Cerita dari Balik Tembok Penjara

Resensi ini dimuat di Koran Jakarta edisi Senin, 15 Januari 2018, dengan judul “Napi Koruptor dan Bandar Narkoba Selalu Jadi VIP”

 

 

Kerusuhan terjadi di Lembaga Pemasyarakatan (Lapas) Kelas II Banda Aceh pada awal Januari ini. Kejadian tersebut menambah panjang daftar masalah yang harus diselesaikan Kemenhumkam RI. Sebelumnya, kerusuhan di lapas juga pernah terjadi di Bali, Bandung, Bengkulu, Jakarta, Jambi, Medan, dan Pekanbaru.

 

Lantas, kenapa lapas belum berhasil menjadi tempat mendidik dan membimbing narapidana (selanjutnya ditulis “napi”) agar siap kembali ke masyarakat? Tentu ada banyak sebabnya. Salah satu yang paling klasik dan belum selesai, seperti dibisiki Zeng Wei Jian melalui Surat-Surat dari Balik Jeruji,  adalah kelebihan kapasitas (over capacity).

 

Over populasi di beberapa sel menembus angka 600 persen. Sel jadi panas dan lembab. Tidur tak mungkin bisa nyaman. Gerah. Napi penghuni kamar cenderung jadi temperamental. Emosian. Sensi. Gampang Marah. (hal. 103)

 

Jumlah napi yang melebihi kapasitas membuat fasilitas penjara tak akan pernah punya predikat baik. Soal makanan dan air, misalnya. Menurut Ken-Ken, begitu penulis buku ini biasa dipanggil, cita rasa makanan penjara adalah tawar. Kualitas makanan diperparah dengan sering ditemukannya “alien object”, mulai dari cicak, kelabang, kecoa, serpihan plastik, kerikil, sampai gigi manusia.

Butir dataset

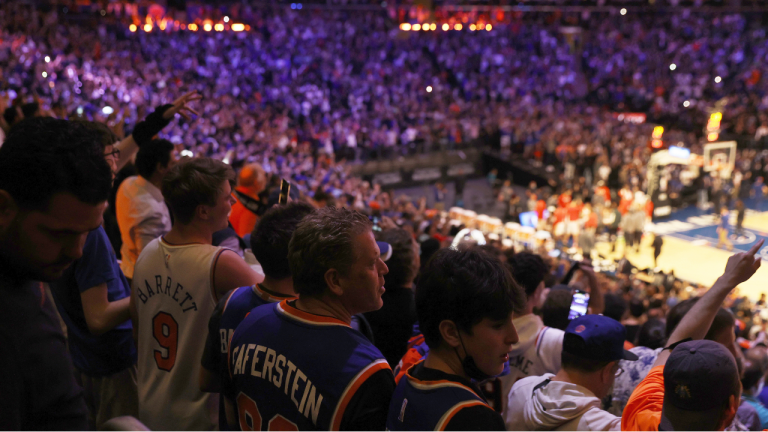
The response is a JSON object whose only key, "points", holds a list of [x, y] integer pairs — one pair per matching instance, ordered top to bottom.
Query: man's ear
{"points": [[8, 209], [203, 212], [332, 281], [450, 333]]}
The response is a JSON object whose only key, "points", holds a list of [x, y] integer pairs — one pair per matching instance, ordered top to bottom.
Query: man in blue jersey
{"points": [[269, 241], [464, 301], [298, 365]]}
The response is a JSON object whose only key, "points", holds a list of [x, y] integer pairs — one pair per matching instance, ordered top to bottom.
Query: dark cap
{"points": [[596, 337], [699, 375]]}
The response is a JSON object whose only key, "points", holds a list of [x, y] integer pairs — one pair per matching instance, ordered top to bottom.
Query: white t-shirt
{"points": [[536, 353]]}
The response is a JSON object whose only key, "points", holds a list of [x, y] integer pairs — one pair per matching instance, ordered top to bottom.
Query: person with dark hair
{"points": [[54, 185], [141, 211], [270, 241], [178, 280], [92, 295], [465, 301], [615, 306], [554, 311], [635, 319], [392, 325], [651, 334], [593, 345], [539, 347], [300, 361], [753, 380], [695, 384]]}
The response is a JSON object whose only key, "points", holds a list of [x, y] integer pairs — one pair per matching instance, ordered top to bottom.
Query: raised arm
{"points": [[153, 124], [697, 321]]}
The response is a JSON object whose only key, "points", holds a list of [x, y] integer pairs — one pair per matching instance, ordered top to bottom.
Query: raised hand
{"points": [[180, 106], [742, 266]]}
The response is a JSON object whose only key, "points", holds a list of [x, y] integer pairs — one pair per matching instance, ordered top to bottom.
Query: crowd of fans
{"points": [[238, 303]]}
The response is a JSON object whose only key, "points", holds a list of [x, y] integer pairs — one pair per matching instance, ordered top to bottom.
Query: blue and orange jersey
{"points": [[237, 306], [297, 368], [428, 405]]}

◆ Tugas yang Diminta 1:
Sajikan seluruh baris dalam daftar butir dataset di atas sebagai tabel Markdown dengan kolom Nomor dan Isi Baris, tanpa menyertakan baris kosong. Gambar tidak perlu dimasukkan ke dalam jawaban.
◆ Tugas yang Diminta 2:
Tuliskan kelanjutan resensi tentang penjara di atas, dimulai setelah kalimat terakhir yang ditampilkan.

◆ Hasil Tugas 1:
| Nomor | Isi Baris |
|---|---|
| 1 | The response is a JSON object whose only key, "points", holds a list of [x, y] integer pairs — one pair per matching instance, ordered top to bottom. |
| 2 | Query: man's ear |
| 3 | {"points": [[8, 209], [203, 212], [332, 281], [450, 333]]} |
| 4 | The response is a JSON object whose only key, "points", holds a list of [x, y] integer pairs — one pair per matching instance, ordered top to bottom. |
| 5 | Query: man in blue jersey |
| 6 | {"points": [[269, 241], [464, 301], [298, 365]]} |
| 7 | The response is a JSON object whose only key, "points", holds a list of [x, y] integer pairs — one pair per matching instance, ordered top to bottom. |
| 8 | Query: dark cap |
| 9 | {"points": [[596, 337], [699, 375]]} |
| 10 | The response is a JSON object whose only key, "points", holds a list of [x, y] integer pairs — one pair per matching instance, ordered top to bottom. |
| 11 | Query: white t-shirt |
| 12 | {"points": [[536, 353]]} |
| 13 | The response is a JSON object whose only key, "points", holds a list of [x, y] integer pairs — one pair per matching instance, ordered top to bottom. |
| 14 | Query: person with dark hair |
| 15 | {"points": [[54, 185], [141, 211], [270, 241], [178, 280], [92, 295], [465, 301], [615, 306], [554, 311], [635, 319], [392, 325], [651, 334], [593, 345], [539, 347], [300, 361], [753, 380], [695, 384]]} |
| 16 | The response is a JSON object whose only key, "points", holds a list of [x, y] integer pairs — one pair per matching instance, ordered top to bottom. |
| 17 | Query: raised arm |
| 18 | {"points": [[153, 124], [697, 321]]} |
| 19 | The response is a JSON object whose only key, "points", holds a list of [x, y] integer pairs — one pair per matching instance, ordered top to bottom. |
| 20 | Query: raised hand |
| 21 | {"points": [[180, 106], [742, 266]]} |
| 22 | The response is a JSON object whose only key, "points", holds a list of [x, y] integer pairs — one pair per matching instance, ordered top to bottom. |
| 23 | Query: crowd of fans |
| 24 | {"points": [[238, 303]]} |
| 25 | The response is a JSON object whose only key, "points", holds a list of [x, y] integer pairs — one pair per matching instance, ordered top to bottom. |
| 26 | Query: blue and orange jersey |
| 27 | {"points": [[237, 306], [297, 368], [428, 405]]} |

◆ Hasil Tugas 2:
Pasokan air juga tak selalu memadai. Bila persediaan air menipis, maka sel akan bau pesing. Toilet menjadi licin karena dilapisi lumut yang menghitam. Belum lagi sisa-sisa kotoran yang tak tersiram dengan baik. Kalau sudah begitu, para napi harus berbagi kamar dengan kecoa.

 

Kehidupan penjara berlangsung keras. Secara umum, tradisi bagi napi baru adalah digunduli, diisolasi di sel mapeling (masa pengenalan lingkungan), dan “dilunturin”. Istilah yang terakhir itu berarti dipukuli. Tradisi lainnya adalah “jalan bebek”, jalan jongkok dengan kedua tangan ditekuk di kepala. Tradisi jalan yang lebih keras adalah “jalan lumba-lumba”, yaitu berjalan dengan menggunakan perut dan tangan ditekuk di atas kepala.

 

Dengan kondisi serba tak enak, moto utama kehidupan penjara adalah “uruslah dirimu sendiri”. Apologetikanya, semua orang sudah memikul beban berat di pundak masing-masing. (hal. 37) Tindakan ceroboh bisa memicu bencana. Seorang napi bisa tiba-tiba ditikam tanpa alasan jelas (hal. 102). Karena itu, sikap, tutur kata, tata krama, bahkan sorot mata, harus dijaga. Clash fisik kerap pecah hanya karena benturan tatapan mata. (hal.130)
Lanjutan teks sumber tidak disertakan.